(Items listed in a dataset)
┄┄┄┄┄┄┄┄┄┄┄┄┄┄┄┄┄┄┄┄

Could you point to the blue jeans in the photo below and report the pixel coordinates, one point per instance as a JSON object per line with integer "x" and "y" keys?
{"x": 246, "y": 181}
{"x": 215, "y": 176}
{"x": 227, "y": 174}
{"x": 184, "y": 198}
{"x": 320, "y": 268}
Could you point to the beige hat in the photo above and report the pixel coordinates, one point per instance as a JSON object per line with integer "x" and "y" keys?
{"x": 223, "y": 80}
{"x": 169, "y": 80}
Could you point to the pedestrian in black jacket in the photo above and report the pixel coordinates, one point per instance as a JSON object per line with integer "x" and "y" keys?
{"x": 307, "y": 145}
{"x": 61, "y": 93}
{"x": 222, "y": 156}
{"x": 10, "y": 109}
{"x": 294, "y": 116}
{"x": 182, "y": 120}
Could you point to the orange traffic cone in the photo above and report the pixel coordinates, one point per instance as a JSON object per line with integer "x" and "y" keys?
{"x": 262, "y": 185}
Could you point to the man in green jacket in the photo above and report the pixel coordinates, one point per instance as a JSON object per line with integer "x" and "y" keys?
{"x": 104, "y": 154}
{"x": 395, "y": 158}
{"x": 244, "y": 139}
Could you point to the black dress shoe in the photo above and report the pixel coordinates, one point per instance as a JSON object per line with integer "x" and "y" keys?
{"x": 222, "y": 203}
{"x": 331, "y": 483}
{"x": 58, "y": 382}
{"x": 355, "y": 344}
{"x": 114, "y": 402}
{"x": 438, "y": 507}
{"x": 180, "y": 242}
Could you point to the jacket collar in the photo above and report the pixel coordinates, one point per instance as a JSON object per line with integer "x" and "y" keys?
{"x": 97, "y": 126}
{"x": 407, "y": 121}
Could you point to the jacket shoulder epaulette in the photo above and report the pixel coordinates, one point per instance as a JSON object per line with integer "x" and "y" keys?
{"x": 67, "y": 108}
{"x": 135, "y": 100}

┄┄┄┄┄┄┄┄┄┄┄┄┄┄┄┄┄┄┄┄

Repeat each entry above, keeping every word exact.

◆ Answer for the task
Could you point to the blue jeans in the photo below and report the pixel coordinates, one point per instance as a JSON object per line with integer "x" and "y" keys?
{"x": 246, "y": 181}
{"x": 215, "y": 176}
{"x": 227, "y": 174}
{"x": 184, "y": 198}
{"x": 320, "y": 268}
Could you point to the beige hat in the photo above and report the pixel coordinates, one point per instance as a JSON object per line with integer "x" and "y" keys?
{"x": 223, "y": 80}
{"x": 169, "y": 80}
Could you point to the pedestrian in black jacket in the photo above and report the pixel coordinates, one point per instance as a JSON object per line with integer "x" and "y" keys?
{"x": 307, "y": 145}
{"x": 61, "y": 93}
{"x": 222, "y": 156}
{"x": 10, "y": 109}
{"x": 294, "y": 116}
{"x": 182, "y": 120}
Could you point to the orange traffic cone in the photo above and report the pixel coordinates, one point per instance as a JSON object per line with integer "x" and "y" keys?
{"x": 262, "y": 185}
Could you point to the man in green jacket in the photo above and report the pixel coordinates, one point per instance as a JSON object per line with integer "x" and "y" keys?
{"x": 104, "y": 154}
{"x": 395, "y": 158}
{"x": 244, "y": 139}
Could you point to the black dress shoe in the photo above and report the pixel coordinates, one point per instance as a JSON object per line with integer "x" and "y" keys?
{"x": 222, "y": 203}
{"x": 331, "y": 483}
{"x": 58, "y": 382}
{"x": 355, "y": 344}
{"x": 114, "y": 402}
{"x": 438, "y": 507}
{"x": 180, "y": 242}
Could you point to the jacket collar in the photo above and report the pixel coordinates, one point per instance as a JSON object per line with integer "x" and "y" keys?
{"x": 97, "y": 126}
{"x": 407, "y": 121}
Could you point to the jacket shoulder epaulette in the photo above and report the pixel coordinates, one point per instance as a JSON object per line with integer "x" and "y" keys?
{"x": 67, "y": 108}
{"x": 135, "y": 100}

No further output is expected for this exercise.